- TASK DIRECTIONS
List every line in the material below that contains the string "negative".

(Stored records)
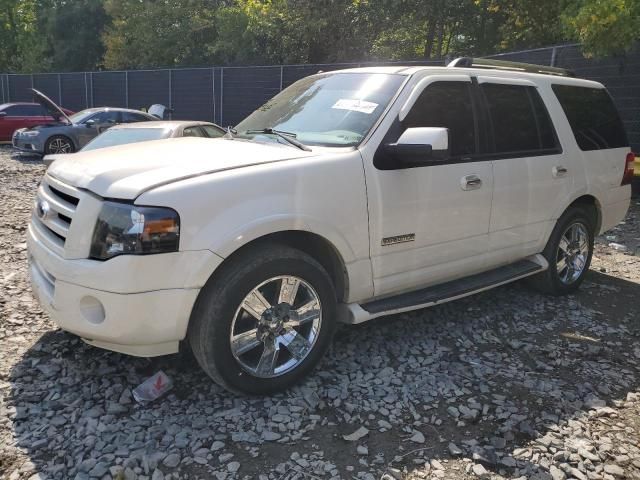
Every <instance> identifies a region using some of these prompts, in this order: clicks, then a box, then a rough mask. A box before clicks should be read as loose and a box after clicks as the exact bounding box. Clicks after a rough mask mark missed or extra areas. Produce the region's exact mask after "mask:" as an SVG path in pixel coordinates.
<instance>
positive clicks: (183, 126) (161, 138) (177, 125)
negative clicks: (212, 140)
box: [43, 120, 227, 165]
mask: <svg viewBox="0 0 640 480" xmlns="http://www.w3.org/2000/svg"><path fill="white" fill-rule="evenodd" d="M226 133H227V132H226V130H224V129H223V128H222V127H220V126H218V125H216V124H215V123H210V122H196V121H186V120H164V121H163V120H158V121H150V122H138V123H129V124H126V125H116V126H114V127H111V128H110V129H109V130H106V131H104V132H103V133H101V134H100V135H98V136H97V137H96V138H94V139H93V140H91V141H90V142H89V143H87V144H86V145H85V146H84V147H83V148H82V150H81V151H82V152H86V151H89V150H96V149H98V148H106V147H115V146H117V145H126V144H129V143H137V142H149V141H152V140H162V139H165V138H178V137H202V138H218V137H222V136H223V135H225V134H226ZM61 157H62V155H47V156H45V157H44V159H43V161H44V164H45V165H51V164H52V163H53V161H54V160H56V159H58V158H61Z"/></svg>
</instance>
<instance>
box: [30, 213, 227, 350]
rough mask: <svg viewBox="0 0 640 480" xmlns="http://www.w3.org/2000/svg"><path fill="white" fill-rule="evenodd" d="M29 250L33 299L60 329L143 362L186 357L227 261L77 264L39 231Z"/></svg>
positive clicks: (214, 258) (30, 237)
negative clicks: (187, 341)
mask: <svg viewBox="0 0 640 480" xmlns="http://www.w3.org/2000/svg"><path fill="white" fill-rule="evenodd" d="M27 245H28V250H29V272H30V276H31V285H32V288H33V292H34V294H35V296H36V297H37V298H38V300H39V302H40V304H41V305H42V308H43V309H44V310H45V311H47V313H48V314H49V315H50V316H51V318H52V319H53V321H54V322H55V323H56V324H57V325H58V326H59V327H60V328H62V329H63V330H66V331H69V332H71V333H74V334H76V335H78V336H80V337H82V339H83V340H84V341H86V342H87V343H89V344H91V345H95V346H98V347H102V348H106V349H108V350H113V351H117V352H121V353H126V354H130V355H136V356H143V357H151V356H157V355H166V354H169V353H175V352H177V351H178V345H179V342H180V341H181V340H182V339H184V337H185V335H186V331H187V325H188V322H189V317H190V315H191V310H192V308H193V305H194V302H195V300H196V298H197V296H198V293H199V292H200V288H201V287H202V286H203V285H204V283H205V282H206V279H207V278H208V276H209V275H210V274H211V272H212V271H213V270H214V269H215V268H216V267H217V266H218V265H219V264H220V263H221V261H222V259H221V258H220V257H218V256H216V255H215V254H213V253H212V252H210V251H208V250H204V251H195V252H194V251H191V252H178V253H174V254H160V255H147V256H134V255H131V256H121V257H116V258H114V259H111V260H108V261H106V262H101V261H95V260H86V259H80V260H70V259H65V258H62V257H60V256H58V255H57V254H55V253H53V252H51V250H49V249H48V248H47V247H46V246H45V245H44V244H43V243H42V242H41V241H40V240H39V238H38V236H37V235H36V234H34V230H33V226H32V225H30V226H29V229H28V234H27ZM145 279H146V280H145Z"/></svg>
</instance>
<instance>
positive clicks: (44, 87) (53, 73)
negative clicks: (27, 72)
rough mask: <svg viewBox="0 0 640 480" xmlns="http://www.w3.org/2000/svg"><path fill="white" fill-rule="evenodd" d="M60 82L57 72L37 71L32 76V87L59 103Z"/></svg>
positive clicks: (59, 92)
mask: <svg viewBox="0 0 640 480" xmlns="http://www.w3.org/2000/svg"><path fill="white" fill-rule="evenodd" d="M59 87H60V84H59V82H58V74H57V73H39V74H36V75H34V76H33V88H35V89H36V90H40V91H41V92H42V93H44V94H45V95H46V96H47V97H49V98H50V99H51V100H53V101H54V102H57V103H60V88H59Z"/></svg>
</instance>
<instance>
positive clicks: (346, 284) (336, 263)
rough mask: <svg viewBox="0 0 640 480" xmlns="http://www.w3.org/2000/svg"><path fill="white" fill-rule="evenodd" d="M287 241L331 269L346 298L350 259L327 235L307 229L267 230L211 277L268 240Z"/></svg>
mask: <svg viewBox="0 0 640 480" xmlns="http://www.w3.org/2000/svg"><path fill="white" fill-rule="evenodd" d="M270 243H271V244H278V245H285V246H288V247H291V248H295V249H297V250H300V251H302V252H304V253H306V254H307V255H309V256H311V257H312V258H313V259H314V260H316V261H317V262H318V263H319V264H320V265H322V267H323V268H324V269H325V270H326V271H327V273H328V274H329V277H330V278H331V280H332V282H333V284H334V287H335V289H336V296H337V297H338V301H339V302H341V301H344V300H345V299H346V298H348V295H349V276H348V273H347V268H346V263H345V261H344V258H343V256H342V255H341V253H340V251H339V250H338V249H337V248H336V247H335V245H334V244H333V243H332V242H330V241H329V240H328V239H326V238H325V237H323V236H321V235H319V234H317V233H313V232H309V231H305V230H283V231H279V232H273V233H269V234H265V235H262V236H259V237H257V238H254V239H252V240H250V241H249V242H247V243H245V244H243V245H242V246H240V247H238V248H237V249H236V250H234V251H233V252H232V253H231V254H230V255H228V256H226V257H225V259H224V260H223V262H222V263H221V264H220V266H219V267H218V268H217V269H216V270H215V271H214V272H213V273H212V275H211V277H210V279H209V281H212V280H214V281H215V278H216V277H217V276H218V275H219V274H220V272H221V271H223V269H224V268H225V266H226V265H229V264H230V263H231V262H232V261H233V260H234V259H235V258H238V257H239V256H241V255H244V254H246V253H247V252H249V251H250V250H252V249H254V248H256V247H258V246H262V245H265V244H270Z"/></svg>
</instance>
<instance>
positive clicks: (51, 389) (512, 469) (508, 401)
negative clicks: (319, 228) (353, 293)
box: [0, 272, 640, 479]
mask: <svg viewBox="0 0 640 480" xmlns="http://www.w3.org/2000/svg"><path fill="white" fill-rule="evenodd" d="M638 298H640V284H636V283H632V282H628V281H624V280H621V279H619V278H614V277H611V276H607V275H603V274H599V273H594V272H592V273H591V274H590V276H589V277H588V279H587V281H586V282H585V284H584V285H583V288H582V290H581V291H580V293H578V294H577V295H574V296H569V297H563V298H550V297H544V296H541V295H538V294H535V293H533V292H531V291H530V290H528V289H527V288H526V287H525V286H524V285H521V284H515V285H512V286H508V287H503V288H499V289H496V290H493V291H490V292H486V293H483V294H481V295H477V296H474V297H470V298H467V299H463V300H459V301H457V302H454V303H451V304H446V305H442V306H439V307H435V308H432V309H428V310H422V311H418V312H413V313H411V314H403V315H398V316H394V317H388V318H386V319H381V320H377V321H373V322H369V323H368V324H365V325H362V326H358V327H344V328H342V329H341V330H340V331H339V332H338V334H337V336H336V340H335V341H334V343H333V345H332V348H331V351H330V352H329V354H328V356H327V358H326V360H325V361H324V362H323V364H322V365H321V367H320V368H319V369H318V370H316V371H315V373H314V374H313V375H312V376H311V378H309V379H308V380H306V381H305V382H304V384H303V385H301V386H299V387H296V388H294V389H292V390H291V391H289V392H287V393H284V394H279V395H276V396H273V397H263V398H246V397H238V396H234V395H232V394H229V393H227V392H224V391H222V390H221V389H220V388H219V387H217V386H216V385H215V384H213V383H212V382H211V381H210V380H209V379H208V377H206V376H205V375H204V374H203V373H201V372H200V370H199V368H198V367H197V365H196V364H195V363H194V362H193V361H192V360H190V359H189V357H186V356H184V355H181V356H171V357H162V358H159V359H154V360H151V361H149V360H145V359H138V358H133V357H127V356H124V355H120V354H116V353H111V352H106V351H102V350H99V349H96V348H92V347H88V346H86V345H84V344H83V343H82V342H81V341H79V340H78V339H77V338H75V337H74V336H72V335H70V334H67V333H64V332H60V331H56V332H52V333H48V334H46V335H44V336H42V337H41V338H40V339H39V341H38V342H37V343H36V344H35V345H34V346H33V347H32V348H31V349H30V350H29V351H28V352H27V353H26V354H25V355H24V356H23V358H22V360H21V361H20V363H18V364H16V365H15V366H14V368H13V369H12V371H11V373H10V376H9V378H8V379H6V380H7V381H8V382H10V385H11V390H10V395H9V399H8V403H9V406H8V409H9V414H10V418H11V421H12V422H13V428H14V433H15V442H16V446H17V447H19V448H21V449H23V450H24V451H26V452H27V453H28V455H29V457H30V458H31V461H32V463H33V464H34V468H35V471H38V472H42V473H46V474H48V476H51V477H54V478H73V477H74V476H75V475H76V474H77V473H78V472H85V473H86V475H85V476H84V477H83V476H82V475H81V476H80V477H79V478H86V477H87V476H89V475H90V476H92V477H97V478H102V476H103V475H104V474H105V473H108V470H107V469H108V468H109V467H111V466H113V465H116V464H122V465H123V466H125V467H126V466H128V467H131V468H132V469H134V468H138V473H143V474H144V472H145V471H146V472H151V473H152V472H153V469H154V468H155V467H156V466H158V468H159V469H161V470H163V471H164V472H165V473H167V472H168V471H174V469H173V467H167V466H166V463H163V459H165V460H166V459H167V457H166V456H167V454H169V453H175V454H177V456H178V460H180V459H181V460H182V464H181V468H183V469H189V468H192V469H195V471H196V472H199V474H200V475H211V473H212V472H213V471H215V470H216V469H222V470H224V471H225V472H226V467H225V466H224V465H223V464H222V465H221V462H222V460H220V459H218V455H219V454H220V453H223V452H230V453H233V454H234V455H235V457H234V460H238V461H239V462H240V463H241V465H242V467H241V471H240V472H239V473H240V474H241V475H248V476H249V477H250V478H255V477H257V474H258V473H268V472H272V471H274V469H275V468H276V467H277V466H278V464H280V463H284V462H287V461H290V460H289V457H290V455H291V454H292V452H299V453H300V454H301V455H302V454H305V453H306V454H309V456H308V457H307V458H308V460H309V461H308V462H306V465H307V466H305V464H304V463H300V462H297V463H291V467H284V468H283V467H282V466H280V467H279V470H278V472H279V473H278V474H276V475H275V476H273V477H271V478H282V479H285V478H292V477H291V476H289V474H288V473H286V472H287V471H290V473H291V474H292V475H293V474H295V473H296V471H298V472H300V471H306V472H308V473H309V474H311V473H314V472H315V474H316V475H318V472H317V470H314V468H315V467H314V466H313V465H314V464H313V458H314V457H313V455H315V453H314V452H317V451H320V450H322V451H323V452H324V454H323V456H322V457H316V458H323V460H324V461H330V462H331V463H333V465H334V467H335V468H336V469H337V470H338V471H339V472H340V475H341V476H343V478H352V476H354V473H353V472H350V471H346V470H345V467H346V466H347V465H353V466H355V469H356V470H355V471H356V472H358V471H361V472H370V473H373V474H375V478H376V479H378V478H380V477H381V475H382V474H383V473H384V472H385V470H387V468H388V467H389V466H391V467H393V468H399V469H402V468H403V467H406V470H407V472H408V473H409V474H411V472H414V473H415V472H418V471H425V465H428V463H429V461H430V460H436V462H433V463H432V464H433V465H435V466H433V467H431V468H432V470H433V469H437V464H438V462H442V461H444V460H448V461H451V459H452V458H455V457H457V456H464V457H466V458H473V459H474V460H475V462H476V464H481V465H483V466H484V468H486V469H487V470H488V471H489V472H494V473H499V474H501V475H506V476H515V475H523V476H526V477H527V478H551V477H550V476H549V474H548V473H547V470H548V464H549V463H550V462H547V466H546V468H541V465H544V462H541V461H540V460H539V457H540V456H543V457H544V456H549V458H551V457H553V458H551V462H553V461H556V462H568V464H571V465H574V464H575V465H577V463H578V460H577V459H576V458H573V457H571V455H575V452H576V451H577V449H578V447H577V446H576V447H575V449H572V447H571V448H570V447H569V446H567V445H564V444H562V442H560V443H558V442H559V441H558V440H557V438H556V437H555V436H554V435H560V434H561V433H562V431H563V430H564V429H570V430H572V431H573V432H574V433H576V431H577V430H579V429H581V428H584V429H586V428H587V427H585V426H584V424H583V423H581V422H582V420H581V419H582V418H583V417H586V416H589V415H590V416H594V415H596V416H599V415H604V416H605V417H606V416H607V415H609V414H610V412H609V411H608V410H607V409H604V410H603V409H602V407H605V406H611V405H613V402H614V401H615V400H619V399H624V398H625V397H626V395H627V393H629V392H636V391H637V390H638V387H639V384H640V374H639V371H638V364H639V362H638V360H640V346H639V345H640V344H639V343H638V339H639V336H640V326H639V325H638V322H637V305H638V303H637V302H638ZM158 369H163V370H164V371H165V373H167V374H168V375H169V376H170V377H171V378H172V379H173V380H174V382H175V384H176V387H175V388H174V390H173V391H172V392H171V393H170V394H169V395H168V396H166V397H164V398H162V399H160V400H158V401H156V402H155V403H153V404H151V405H148V406H140V405H137V404H136V403H135V402H134V401H133V400H132V399H131V389H132V388H134V387H135V386H137V385H138V384H139V383H140V382H141V381H143V380H144V379H145V378H146V377H147V376H149V375H151V374H152V373H154V372H155V371H157V370H158ZM597 408H600V410H598V413H595V412H591V413H590V414H589V411H590V410H592V409H597ZM611 422H612V423H615V422H616V420H611ZM360 426H365V427H366V428H368V429H369V430H370V432H369V434H368V436H366V437H364V438H363V439H361V440H360V441H358V442H347V441H345V440H343V438H342V435H344V434H348V433H352V432H354V431H355V430H356V429H358V428H359V427H360ZM578 433H579V432H578ZM574 436H575V435H574ZM577 436H578V437H580V435H577ZM584 436H585V437H588V435H587V434H586V433H585V434H584ZM214 441H222V442H224V447H223V448H224V449H223V450H218V451H216V453H215V454H213V455H212V456H210V457H209V458H208V460H207V459H206V458H205V463H208V465H200V464H199V463H202V462H197V461H196V463H194V462H193V459H194V458H197V457H198V456H199V455H200V456H202V455H204V454H203V453H202V449H203V448H204V449H207V451H211V450H209V449H210V447H212V444H213V443H214ZM263 442H265V443H263ZM275 442H281V443H286V444H287V445H280V444H278V443H275ZM585 442H587V441H586V440H585ZM587 443H588V442H587ZM358 445H360V446H363V447H366V448H367V450H368V452H367V453H366V454H364V453H362V452H363V450H362V451H361V452H360V455H357V454H356V447H357V446H358ZM583 447H584V448H586V449H587V450H588V451H593V449H590V447H588V446H587V445H583ZM584 448H583V449H584ZM596 455H597V452H596ZM358 459H360V460H358ZM578 459H579V461H580V462H584V461H585V459H584V458H582V459H581V457H578ZM591 461H592V462H593V463H595V459H592V460H591ZM425 462H426V464H425ZM572 462H573V463H572ZM3 463H4V465H3ZM587 463H588V462H587ZM463 465H464V464H463ZM467 465H471V464H467ZM575 465H574V466H575ZM583 466H584V465H583ZM0 467H1V469H2V470H5V472H9V473H10V472H11V471H12V466H11V459H0ZM476 467H478V468H480V467H479V466H478V465H476ZM13 468H14V469H15V468H17V466H16V465H14V466H13ZM287 468H289V470H287ZM461 468H463V467H461ZM469 468H470V467H469ZM587 469H588V468H587ZM183 471H184V470H183ZM328 471H329V470H327V472H328ZM207 472H208V473H207ZM476 473H477V474H479V475H480V474H482V472H480V471H479V472H476ZM147 474H148V475H150V473H147ZM461 475H462V471H461ZM462 476H463V475H462ZM569 476H571V475H569ZM371 478H373V477H371ZM558 478H560V477H558Z"/></svg>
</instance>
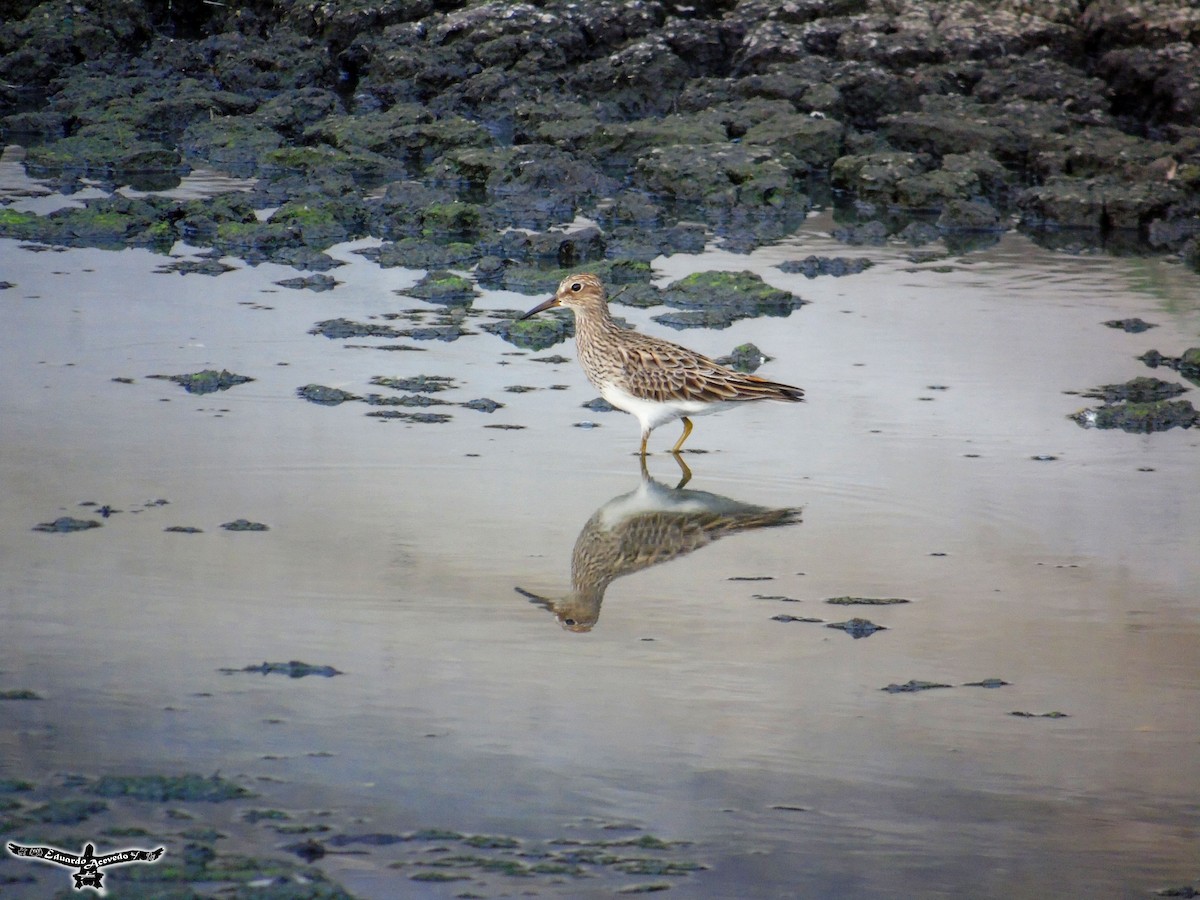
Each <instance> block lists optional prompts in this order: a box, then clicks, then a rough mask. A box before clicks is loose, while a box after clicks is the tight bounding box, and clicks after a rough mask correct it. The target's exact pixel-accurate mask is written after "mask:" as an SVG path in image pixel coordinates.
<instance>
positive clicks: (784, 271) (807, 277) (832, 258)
mask: <svg viewBox="0 0 1200 900" xmlns="http://www.w3.org/2000/svg"><path fill="white" fill-rule="evenodd" d="M872 265H874V263H872V262H871V260H870V259H866V258H865V257H859V258H858V259H848V258H846V257H817V256H810V257H805V258H804V259H788V260H786V262H784V263H780V264H779V266H778V268H779V270H780V271H784V272H796V274H799V275H803V276H804V277H805V278H816V277H817V276H818V275H832V276H834V277H841V276H844V275H857V274H858V272H862V271H865V270H868V269H870V268H871V266H872Z"/></svg>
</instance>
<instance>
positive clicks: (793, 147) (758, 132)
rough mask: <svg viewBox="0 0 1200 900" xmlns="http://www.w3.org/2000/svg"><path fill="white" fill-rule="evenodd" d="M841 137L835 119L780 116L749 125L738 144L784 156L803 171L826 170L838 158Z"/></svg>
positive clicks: (835, 120) (839, 132)
mask: <svg viewBox="0 0 1200 900" xmlns="http://www.w3.org/2000/svg"><path fill="white" fill-rule="evenodd" d="M845 134H846V126H844V125H842V124H841V122H839V121H838V120H836V119H823V118H814V116H809V115H800V114H798V113H782V114H779V115H773V116H772V118H770V119H767V120H764V121H761V122H758V124H757V125H752V126H751V127H750V128H749V130H748V131H746V133H745V134H744V136H743V138H742V140H743V142H745V143H746V144H762V145H764V146H769V148H772V149H774V150H776V151H779V152H781V154H786V155H788V156H791V157H792V158H794V160H797V161H798V162H800V163H802V168H804V169H826V168H828V167H829V166H832V164H833V162H834V160H836V158H838V157H840V156H841V154H842V142H844V139H845Z"/></svg>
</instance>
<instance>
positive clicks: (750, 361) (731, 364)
mask: <svg viewBox="0 0 1200 900" xmlns="http://www.w3.org/2000/svg"><path fill="white" fill-rule="evenodd" d="M770 359H772V358H770V356H768V355H767V354H766V353H763V352H762V350H760V349H758V348H757V347H756V346H755V344H752V343H742V344H738V346H737V347H734V348H733V352H732V353H728V354H726V355H725V356H718V358H716V361H718V362H720V364H721V365H722V366H728V367H730V368H734V370H737V371H738V372H748V373H749V372H754V371H755V370H757V368H758V367H760V366H761V365H762V364H763V362H767V361H769V360H770Z"/></svg>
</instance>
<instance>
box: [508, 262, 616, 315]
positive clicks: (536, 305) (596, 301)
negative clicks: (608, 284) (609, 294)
mask: <svg viewBox="0 0 1200 900" xmlns="http://www.w3.org/2000/svg"><path fill="white" fill-rule="evenodd" d="M604 301H605V296H604V283H602V282H601V281H600V278H598V277H596V276H595V275H589V274H586V272H584V274H580V275H570V276H568V277H565V278H563V281H562V282H559V284H558V290H556V292H554V295H553V296H552V298H550V300H546V301H544V302H540V304H538V305H536V306H535V307H533V308H532V310H530V311H529V312H527V313H526V314H524V316H522V317H521V319H517V320H518V322H521V320H523V319H528V318H529V317H530V316H536V314H538V313H539V312H541V311H544V310H551V308H553V307H556V306H565V307H566V308H569V310H580V308H582V307H584V306H588V305H589V304H592V305H594V304H599V305H604Z"/></svg>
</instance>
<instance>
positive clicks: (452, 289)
mask: <svg viewBox="0 0 1200 900" xmlns="http://www.w3.org/2000/svg"><path fill="white" fill-rule="evenodd" d="M396 293H400V294H407V295H408V296H416V298H420V299H421V300H427V301H428V302H431V304H446V305H457V306H469V305H470V302H472V301H473V300H474V299H475V293H476V292H475V283H474V282H473V281H472V280H470V278H464V277H463V276H461V275H455V274H454V272H450V271H446V270H444V269H437V270H434V271H431V272H428V274H427V275H426V276H425V277H424V278H421V280H420V281H419V282H418V283H416V284H414V286H413V287H410V288H406V289H404V290H400V292H396Z"/></svg>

- PROBLEM SOLUTION
negative clicks: (212, 140)
negative clicks: (187, 341)
negative clicks: (27, 72)
negative clicks: (319, 228) (353, 293)
negative clicks: (608, 284) (609, 294)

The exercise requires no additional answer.